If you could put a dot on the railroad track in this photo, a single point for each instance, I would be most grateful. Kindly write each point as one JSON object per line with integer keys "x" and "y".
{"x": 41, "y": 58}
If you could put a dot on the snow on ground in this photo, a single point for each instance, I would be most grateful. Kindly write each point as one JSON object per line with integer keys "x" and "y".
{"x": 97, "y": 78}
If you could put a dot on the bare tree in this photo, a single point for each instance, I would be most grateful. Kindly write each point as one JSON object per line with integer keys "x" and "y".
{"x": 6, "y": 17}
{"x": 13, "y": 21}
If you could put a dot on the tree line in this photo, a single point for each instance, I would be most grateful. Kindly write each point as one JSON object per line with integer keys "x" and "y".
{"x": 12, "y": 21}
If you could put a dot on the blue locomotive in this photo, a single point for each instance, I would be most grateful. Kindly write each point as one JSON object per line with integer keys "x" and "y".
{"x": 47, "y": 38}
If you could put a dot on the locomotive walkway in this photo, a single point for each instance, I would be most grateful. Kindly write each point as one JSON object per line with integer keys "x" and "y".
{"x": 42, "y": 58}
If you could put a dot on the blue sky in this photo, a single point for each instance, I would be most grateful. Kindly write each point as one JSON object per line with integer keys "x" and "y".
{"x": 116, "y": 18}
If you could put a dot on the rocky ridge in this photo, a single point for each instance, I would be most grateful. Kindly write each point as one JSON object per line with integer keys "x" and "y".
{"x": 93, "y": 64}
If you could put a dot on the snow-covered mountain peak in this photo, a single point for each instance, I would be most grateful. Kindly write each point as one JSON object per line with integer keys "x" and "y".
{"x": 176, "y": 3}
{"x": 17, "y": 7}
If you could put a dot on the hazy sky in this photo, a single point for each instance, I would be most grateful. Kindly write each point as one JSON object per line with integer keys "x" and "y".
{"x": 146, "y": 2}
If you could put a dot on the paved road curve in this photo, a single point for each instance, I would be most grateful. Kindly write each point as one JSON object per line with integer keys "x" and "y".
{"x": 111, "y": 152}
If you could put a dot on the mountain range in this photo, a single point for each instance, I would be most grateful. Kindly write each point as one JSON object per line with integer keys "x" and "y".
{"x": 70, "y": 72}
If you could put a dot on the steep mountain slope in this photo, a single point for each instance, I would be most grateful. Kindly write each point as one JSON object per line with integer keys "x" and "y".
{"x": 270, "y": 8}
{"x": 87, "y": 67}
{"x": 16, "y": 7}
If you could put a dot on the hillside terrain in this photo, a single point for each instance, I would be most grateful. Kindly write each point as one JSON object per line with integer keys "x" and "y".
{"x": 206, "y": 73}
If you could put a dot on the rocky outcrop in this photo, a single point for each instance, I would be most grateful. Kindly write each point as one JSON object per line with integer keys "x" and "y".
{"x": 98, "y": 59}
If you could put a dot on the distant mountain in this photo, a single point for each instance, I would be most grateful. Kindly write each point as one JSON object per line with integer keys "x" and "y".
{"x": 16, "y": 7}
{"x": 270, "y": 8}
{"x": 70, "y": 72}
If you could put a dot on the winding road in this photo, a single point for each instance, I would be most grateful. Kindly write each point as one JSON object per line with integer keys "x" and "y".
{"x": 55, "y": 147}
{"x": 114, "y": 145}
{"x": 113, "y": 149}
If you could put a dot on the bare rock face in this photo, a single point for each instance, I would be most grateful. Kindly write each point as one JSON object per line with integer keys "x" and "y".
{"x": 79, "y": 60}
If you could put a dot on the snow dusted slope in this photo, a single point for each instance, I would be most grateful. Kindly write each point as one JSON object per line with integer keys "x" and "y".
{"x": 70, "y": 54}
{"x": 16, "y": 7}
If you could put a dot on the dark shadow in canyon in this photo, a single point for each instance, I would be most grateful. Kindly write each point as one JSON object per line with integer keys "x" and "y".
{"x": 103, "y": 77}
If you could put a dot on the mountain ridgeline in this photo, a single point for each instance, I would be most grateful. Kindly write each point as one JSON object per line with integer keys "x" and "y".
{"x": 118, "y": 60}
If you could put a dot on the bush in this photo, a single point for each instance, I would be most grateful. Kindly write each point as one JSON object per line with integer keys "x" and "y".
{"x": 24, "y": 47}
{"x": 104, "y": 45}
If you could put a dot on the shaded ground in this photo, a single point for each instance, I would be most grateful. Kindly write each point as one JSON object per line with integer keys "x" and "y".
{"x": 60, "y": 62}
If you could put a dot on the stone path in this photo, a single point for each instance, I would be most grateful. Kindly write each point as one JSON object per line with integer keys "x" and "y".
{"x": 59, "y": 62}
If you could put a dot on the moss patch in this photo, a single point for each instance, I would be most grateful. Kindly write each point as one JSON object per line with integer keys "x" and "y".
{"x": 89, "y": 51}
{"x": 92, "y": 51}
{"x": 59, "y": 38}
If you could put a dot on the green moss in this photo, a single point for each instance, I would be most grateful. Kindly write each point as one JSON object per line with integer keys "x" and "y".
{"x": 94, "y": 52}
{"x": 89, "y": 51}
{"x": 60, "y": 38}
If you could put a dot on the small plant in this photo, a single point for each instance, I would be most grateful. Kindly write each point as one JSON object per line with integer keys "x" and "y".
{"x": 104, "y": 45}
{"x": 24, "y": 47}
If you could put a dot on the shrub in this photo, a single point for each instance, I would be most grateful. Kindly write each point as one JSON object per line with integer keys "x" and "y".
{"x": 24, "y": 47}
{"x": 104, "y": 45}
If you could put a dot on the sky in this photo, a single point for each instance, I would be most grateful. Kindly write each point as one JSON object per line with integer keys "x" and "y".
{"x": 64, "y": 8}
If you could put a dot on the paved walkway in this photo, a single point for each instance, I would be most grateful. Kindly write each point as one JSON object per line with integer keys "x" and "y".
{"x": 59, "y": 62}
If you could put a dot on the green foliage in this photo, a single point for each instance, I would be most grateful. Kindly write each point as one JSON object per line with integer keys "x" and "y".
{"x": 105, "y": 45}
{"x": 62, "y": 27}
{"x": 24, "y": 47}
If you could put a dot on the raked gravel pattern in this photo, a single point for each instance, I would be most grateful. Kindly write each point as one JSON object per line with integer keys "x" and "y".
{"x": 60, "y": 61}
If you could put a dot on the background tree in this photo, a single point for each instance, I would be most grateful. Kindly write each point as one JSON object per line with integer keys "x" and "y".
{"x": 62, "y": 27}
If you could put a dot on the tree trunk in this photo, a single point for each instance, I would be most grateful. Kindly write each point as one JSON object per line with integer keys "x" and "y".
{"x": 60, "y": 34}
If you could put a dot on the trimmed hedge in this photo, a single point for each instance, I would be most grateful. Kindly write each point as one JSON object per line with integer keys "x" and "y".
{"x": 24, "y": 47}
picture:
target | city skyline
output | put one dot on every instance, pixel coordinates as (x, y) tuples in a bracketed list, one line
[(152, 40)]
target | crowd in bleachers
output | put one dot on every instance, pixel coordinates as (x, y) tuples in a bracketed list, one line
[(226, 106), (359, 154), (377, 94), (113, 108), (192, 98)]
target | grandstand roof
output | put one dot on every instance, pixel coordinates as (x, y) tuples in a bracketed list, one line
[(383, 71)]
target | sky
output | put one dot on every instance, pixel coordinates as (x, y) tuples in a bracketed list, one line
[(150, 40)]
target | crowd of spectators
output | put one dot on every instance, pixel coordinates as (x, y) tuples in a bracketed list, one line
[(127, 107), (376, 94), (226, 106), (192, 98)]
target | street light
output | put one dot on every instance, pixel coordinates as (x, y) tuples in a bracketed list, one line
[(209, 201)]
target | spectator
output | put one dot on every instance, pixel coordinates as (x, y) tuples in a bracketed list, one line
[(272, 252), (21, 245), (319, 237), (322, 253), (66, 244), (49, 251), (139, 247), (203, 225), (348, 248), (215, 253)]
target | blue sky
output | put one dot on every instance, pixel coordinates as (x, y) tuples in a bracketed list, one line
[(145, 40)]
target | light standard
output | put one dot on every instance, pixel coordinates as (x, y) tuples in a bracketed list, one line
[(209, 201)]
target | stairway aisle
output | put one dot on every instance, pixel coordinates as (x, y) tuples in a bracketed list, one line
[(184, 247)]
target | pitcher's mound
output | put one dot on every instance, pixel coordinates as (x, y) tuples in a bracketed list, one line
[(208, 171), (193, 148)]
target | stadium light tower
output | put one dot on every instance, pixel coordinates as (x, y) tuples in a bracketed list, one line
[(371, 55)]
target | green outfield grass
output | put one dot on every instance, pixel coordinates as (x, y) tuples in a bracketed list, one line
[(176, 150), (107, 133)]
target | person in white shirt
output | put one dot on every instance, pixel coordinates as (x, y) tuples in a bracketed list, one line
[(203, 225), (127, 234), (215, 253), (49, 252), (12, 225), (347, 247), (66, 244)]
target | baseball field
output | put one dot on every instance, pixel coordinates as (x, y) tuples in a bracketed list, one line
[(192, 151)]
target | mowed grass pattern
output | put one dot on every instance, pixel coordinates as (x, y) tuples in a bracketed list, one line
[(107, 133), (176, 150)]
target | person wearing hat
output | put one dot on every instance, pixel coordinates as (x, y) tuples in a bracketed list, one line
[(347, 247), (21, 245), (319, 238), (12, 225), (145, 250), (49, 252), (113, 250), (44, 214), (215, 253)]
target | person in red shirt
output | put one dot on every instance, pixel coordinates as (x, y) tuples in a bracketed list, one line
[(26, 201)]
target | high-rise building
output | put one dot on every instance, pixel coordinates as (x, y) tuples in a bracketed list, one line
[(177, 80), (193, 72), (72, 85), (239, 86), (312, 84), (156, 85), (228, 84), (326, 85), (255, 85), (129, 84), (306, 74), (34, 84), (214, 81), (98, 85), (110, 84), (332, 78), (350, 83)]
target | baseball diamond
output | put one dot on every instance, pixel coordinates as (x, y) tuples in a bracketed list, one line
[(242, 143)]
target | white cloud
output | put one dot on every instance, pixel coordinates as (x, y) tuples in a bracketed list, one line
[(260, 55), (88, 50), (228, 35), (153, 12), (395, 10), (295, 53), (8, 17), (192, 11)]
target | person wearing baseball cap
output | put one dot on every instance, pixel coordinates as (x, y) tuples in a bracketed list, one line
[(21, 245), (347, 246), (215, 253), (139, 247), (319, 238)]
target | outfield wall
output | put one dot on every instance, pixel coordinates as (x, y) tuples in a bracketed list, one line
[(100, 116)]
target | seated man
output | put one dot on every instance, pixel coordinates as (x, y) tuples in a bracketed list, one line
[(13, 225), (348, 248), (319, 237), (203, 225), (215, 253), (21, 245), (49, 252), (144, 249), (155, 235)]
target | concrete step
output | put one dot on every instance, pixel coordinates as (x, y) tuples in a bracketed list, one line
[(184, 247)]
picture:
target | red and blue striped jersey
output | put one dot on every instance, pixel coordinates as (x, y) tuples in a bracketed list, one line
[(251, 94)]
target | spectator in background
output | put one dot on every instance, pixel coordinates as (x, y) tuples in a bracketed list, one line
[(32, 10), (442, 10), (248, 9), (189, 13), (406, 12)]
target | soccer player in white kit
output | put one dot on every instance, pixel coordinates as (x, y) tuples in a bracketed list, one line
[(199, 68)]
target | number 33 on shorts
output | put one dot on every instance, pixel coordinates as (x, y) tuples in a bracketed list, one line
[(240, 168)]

• • • • • • •

> [TASK DESCRIPTION] Search the records for the string "person", and copy every line that holds it.

> [SOLUTION FOR THIS TASK]
target | person in white shirt
target | person wearing hat
target | person in red shirt
target | person wearing baseball cap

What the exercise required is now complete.